§ **GIVEN REQUEST**:
Copy out, word for word, the lines starting with the one containing "instance of pink" and going on through the end of the items below.

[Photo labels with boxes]
....
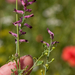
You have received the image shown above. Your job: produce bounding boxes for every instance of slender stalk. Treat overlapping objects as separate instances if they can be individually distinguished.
[45,67,46,75]
[25,55,44,75]
[16,0,21,69]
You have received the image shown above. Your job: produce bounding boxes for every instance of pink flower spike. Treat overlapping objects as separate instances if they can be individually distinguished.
[14,9,24,14]
[47,28,54,39]
[24,7,32,12]
[24,14,34,18]
[24,23,32,29]
[41,41,50,47]
[9,31,17,37]
[13,22,21,27]
[19,29,26,35]
[20,0,25,6]
[29,0,36,4]
[19,39,28,43]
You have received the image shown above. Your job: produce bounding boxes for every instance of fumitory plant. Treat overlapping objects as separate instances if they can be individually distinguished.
....
§ **PROBLEM SOLUTION**:
You have received the image shown above. Your job: produce bounding boxes for every instance of pink flower spike. Treat overlapping objects as separate instances if they can be individually distinguished.
[14,9,24,14]
[47,28,54,39]
[24,7,32,12]
[24,14,34,18]
[24,23,32,29]
[41,41,50,47]
[9,31,17,37]
[13,22,21,27]
[19,29,26,35]
[20,0,25,6]
[29,0,36,4]
[19,39,28,43]
You have received the image shown above. Your job: produce bounding boxes for every instance of fumitory plant. Treat overlapping objects as separate instances if they can be individually distinguished.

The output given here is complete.